== Segment start ==
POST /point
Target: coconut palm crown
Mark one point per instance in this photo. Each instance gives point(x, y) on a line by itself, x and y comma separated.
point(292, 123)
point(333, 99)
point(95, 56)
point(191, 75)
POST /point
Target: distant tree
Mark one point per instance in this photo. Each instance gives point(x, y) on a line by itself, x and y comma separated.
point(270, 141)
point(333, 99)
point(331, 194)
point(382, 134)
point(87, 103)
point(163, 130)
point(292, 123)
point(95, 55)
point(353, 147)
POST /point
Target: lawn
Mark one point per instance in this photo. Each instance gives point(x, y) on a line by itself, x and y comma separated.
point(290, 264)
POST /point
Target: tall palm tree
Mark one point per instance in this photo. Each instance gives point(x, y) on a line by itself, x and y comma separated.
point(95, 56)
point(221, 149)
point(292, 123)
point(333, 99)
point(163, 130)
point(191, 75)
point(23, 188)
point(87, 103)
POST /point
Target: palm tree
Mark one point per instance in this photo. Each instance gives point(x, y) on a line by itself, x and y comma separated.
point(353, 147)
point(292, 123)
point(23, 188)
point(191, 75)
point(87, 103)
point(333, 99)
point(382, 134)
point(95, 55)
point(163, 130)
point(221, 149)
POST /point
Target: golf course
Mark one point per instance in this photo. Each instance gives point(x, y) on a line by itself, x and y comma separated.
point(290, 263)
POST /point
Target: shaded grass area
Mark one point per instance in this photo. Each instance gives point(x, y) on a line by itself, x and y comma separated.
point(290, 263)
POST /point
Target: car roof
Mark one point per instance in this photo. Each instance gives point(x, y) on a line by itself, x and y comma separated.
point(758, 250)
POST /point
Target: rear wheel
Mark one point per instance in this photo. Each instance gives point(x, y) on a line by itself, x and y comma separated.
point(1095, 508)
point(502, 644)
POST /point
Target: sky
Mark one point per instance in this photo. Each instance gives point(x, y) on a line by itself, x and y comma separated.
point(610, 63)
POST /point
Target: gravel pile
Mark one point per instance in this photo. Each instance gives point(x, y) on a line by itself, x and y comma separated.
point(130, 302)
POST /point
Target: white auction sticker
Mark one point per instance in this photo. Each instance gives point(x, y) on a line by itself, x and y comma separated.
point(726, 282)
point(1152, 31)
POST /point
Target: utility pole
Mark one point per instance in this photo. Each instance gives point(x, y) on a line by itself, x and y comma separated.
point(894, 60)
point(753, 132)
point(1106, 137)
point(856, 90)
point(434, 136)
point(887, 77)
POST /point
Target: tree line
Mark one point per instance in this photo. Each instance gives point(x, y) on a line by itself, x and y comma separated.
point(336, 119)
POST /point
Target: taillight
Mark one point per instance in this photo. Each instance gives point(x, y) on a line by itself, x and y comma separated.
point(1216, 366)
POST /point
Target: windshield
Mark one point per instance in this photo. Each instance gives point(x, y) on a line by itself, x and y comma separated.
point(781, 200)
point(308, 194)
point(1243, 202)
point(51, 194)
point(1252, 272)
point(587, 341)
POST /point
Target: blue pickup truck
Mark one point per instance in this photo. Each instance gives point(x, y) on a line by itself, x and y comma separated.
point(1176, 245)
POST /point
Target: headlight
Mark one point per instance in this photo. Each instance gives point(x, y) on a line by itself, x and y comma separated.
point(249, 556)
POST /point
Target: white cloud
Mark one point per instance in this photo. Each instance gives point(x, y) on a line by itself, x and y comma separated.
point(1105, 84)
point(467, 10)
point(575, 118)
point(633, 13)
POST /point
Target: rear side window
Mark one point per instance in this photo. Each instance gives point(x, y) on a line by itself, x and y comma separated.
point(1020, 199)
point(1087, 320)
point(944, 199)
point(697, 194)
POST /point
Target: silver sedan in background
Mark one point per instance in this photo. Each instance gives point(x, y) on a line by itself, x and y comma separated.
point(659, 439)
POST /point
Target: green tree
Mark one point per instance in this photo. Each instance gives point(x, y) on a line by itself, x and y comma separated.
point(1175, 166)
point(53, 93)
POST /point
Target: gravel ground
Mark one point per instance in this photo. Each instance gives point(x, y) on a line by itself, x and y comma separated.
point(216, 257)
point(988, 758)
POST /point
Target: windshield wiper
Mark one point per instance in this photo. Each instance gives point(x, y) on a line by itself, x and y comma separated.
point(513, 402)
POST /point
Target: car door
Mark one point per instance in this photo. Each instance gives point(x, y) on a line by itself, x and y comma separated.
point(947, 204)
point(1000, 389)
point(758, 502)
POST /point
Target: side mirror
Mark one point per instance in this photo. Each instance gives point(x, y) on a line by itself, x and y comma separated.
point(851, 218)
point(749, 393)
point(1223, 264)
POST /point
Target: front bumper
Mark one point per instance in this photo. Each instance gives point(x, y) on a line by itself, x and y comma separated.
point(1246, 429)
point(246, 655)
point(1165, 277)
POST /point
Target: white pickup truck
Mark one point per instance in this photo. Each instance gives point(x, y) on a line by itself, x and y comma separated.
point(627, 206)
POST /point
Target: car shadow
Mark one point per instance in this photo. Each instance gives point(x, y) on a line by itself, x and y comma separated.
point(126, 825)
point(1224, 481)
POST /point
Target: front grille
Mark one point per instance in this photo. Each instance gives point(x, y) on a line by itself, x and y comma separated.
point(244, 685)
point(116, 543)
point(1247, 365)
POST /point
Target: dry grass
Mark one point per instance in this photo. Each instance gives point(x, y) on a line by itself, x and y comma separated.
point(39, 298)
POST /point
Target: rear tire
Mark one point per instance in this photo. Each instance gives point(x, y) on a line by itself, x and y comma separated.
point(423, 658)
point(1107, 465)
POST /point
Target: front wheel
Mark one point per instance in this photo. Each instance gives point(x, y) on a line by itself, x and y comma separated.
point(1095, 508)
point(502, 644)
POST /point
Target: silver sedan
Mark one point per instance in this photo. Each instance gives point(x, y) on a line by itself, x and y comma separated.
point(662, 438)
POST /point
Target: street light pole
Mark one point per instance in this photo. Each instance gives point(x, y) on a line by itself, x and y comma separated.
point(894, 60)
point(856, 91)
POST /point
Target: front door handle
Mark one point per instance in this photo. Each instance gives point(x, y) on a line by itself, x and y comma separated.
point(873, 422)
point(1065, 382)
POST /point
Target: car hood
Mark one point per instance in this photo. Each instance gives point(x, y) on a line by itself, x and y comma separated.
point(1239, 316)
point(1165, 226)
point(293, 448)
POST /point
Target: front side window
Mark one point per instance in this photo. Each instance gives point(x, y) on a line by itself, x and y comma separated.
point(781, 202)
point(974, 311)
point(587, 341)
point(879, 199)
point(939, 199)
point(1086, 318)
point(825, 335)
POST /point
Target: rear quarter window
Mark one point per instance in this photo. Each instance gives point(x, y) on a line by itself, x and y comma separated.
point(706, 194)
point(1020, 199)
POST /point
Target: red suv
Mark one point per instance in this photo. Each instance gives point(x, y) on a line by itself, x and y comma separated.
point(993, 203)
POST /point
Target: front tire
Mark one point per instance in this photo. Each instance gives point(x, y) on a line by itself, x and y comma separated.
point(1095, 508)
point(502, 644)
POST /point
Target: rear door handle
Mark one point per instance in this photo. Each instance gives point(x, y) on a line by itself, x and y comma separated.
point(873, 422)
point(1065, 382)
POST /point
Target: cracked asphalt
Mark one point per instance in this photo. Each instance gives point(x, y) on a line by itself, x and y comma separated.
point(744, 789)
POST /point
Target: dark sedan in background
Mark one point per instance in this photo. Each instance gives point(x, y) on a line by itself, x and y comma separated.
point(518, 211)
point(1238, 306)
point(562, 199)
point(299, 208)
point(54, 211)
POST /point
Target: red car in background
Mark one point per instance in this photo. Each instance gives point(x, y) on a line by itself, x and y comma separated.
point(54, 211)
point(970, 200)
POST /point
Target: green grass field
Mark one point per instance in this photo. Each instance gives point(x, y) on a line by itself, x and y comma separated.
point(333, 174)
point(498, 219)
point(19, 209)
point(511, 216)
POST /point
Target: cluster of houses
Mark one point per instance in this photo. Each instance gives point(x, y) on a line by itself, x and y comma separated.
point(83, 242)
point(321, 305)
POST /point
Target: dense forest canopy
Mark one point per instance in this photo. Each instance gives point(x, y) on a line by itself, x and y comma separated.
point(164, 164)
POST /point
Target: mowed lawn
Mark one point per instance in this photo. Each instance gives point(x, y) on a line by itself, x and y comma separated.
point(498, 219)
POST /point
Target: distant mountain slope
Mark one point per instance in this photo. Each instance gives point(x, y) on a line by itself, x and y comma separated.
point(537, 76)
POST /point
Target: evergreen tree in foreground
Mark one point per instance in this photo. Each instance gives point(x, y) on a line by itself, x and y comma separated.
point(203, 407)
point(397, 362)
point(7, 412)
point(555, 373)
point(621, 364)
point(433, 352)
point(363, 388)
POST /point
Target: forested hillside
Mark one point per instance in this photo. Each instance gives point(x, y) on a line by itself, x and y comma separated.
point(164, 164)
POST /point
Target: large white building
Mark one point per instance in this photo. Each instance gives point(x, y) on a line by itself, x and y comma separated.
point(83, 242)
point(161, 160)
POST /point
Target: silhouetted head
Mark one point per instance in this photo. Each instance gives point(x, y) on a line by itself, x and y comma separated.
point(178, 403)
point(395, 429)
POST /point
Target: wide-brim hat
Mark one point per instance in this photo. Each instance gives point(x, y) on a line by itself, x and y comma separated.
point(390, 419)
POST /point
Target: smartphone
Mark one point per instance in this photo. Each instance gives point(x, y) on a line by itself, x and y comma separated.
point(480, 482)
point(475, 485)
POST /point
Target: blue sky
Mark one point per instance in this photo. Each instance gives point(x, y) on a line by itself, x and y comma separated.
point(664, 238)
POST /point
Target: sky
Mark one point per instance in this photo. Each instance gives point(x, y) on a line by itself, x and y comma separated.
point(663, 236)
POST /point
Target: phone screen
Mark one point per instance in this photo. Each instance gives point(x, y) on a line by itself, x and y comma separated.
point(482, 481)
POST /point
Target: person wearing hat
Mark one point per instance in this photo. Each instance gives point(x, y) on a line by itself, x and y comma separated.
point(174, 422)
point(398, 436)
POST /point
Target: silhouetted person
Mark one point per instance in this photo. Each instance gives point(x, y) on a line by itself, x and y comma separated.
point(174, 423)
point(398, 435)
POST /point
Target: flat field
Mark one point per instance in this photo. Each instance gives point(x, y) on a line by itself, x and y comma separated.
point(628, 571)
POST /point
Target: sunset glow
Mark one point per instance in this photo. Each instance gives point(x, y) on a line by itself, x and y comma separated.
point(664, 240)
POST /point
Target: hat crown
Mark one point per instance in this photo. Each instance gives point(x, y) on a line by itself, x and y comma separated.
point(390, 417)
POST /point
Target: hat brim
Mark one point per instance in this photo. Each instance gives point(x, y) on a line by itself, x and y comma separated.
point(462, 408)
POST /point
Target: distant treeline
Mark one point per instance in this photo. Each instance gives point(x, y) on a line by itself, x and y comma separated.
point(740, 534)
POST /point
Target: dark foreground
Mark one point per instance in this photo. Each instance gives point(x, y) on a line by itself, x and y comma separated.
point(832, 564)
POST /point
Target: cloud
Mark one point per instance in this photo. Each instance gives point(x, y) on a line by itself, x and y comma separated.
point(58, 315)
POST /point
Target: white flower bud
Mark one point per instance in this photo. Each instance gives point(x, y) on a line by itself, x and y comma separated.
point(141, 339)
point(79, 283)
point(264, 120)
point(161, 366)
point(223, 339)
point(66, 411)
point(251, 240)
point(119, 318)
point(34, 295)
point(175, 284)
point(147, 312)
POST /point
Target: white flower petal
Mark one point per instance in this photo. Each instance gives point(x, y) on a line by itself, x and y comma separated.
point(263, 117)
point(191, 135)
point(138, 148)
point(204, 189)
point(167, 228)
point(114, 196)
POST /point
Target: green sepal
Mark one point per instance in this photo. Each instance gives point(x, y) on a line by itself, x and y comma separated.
== Segment end ==
Only one stretch is wanted, so please give again exactly the lines from the start of the data through the line containing "Target: golf course", both ends included.

POST /point
Target: coconut palm crown
Mark one point per instance in this photo. Each instance gives point(x, y) on a line by itself, x and y comma separated.
point(292, 123)
point(333, 99)
point(95, 56)
point(191, 75)
POST /point
Target: distant tree
Mark one point per instance in this photo. Each instance gives point(x, y) on a line by itself, x and y comma separated.
point(270, 141)
point(333, 99)
point(331, 194)
point(382, 134)
point(87, 103)
point(163, 130)
point(292, 123)
point(95, 55)
point(353, 147)
POST /point
Target: lawn
Mark one point per instance in this photo. Each instance gives point(x, y) on a line by itself, x and y comma separated.
point(290, 264)
POST /point
Target: tall palm tree
Mark one point per instance in this photo. Each instance gives point(x, y) on a line by itself, x and y comma separated.
point(95, 56)
point(221, 149)
point(292, 123)
point(333, 99)
point(163, 130)
point(191, 75)
point(23, 188)
point(87, 103)
POST /point
Target: palm tree
Mark one point per instance in this photo. Each instance gives point(x, y) on a line by itself, x and y comma separated.
point(353, 147)
point(292, 123)
point(23, 188)
point(191, 75)
point(87, 103)
point(333, 99)
point(382, 134)
point(95, 55)
point(163, 130)
point(221, 149)
POST /point
Target: golf course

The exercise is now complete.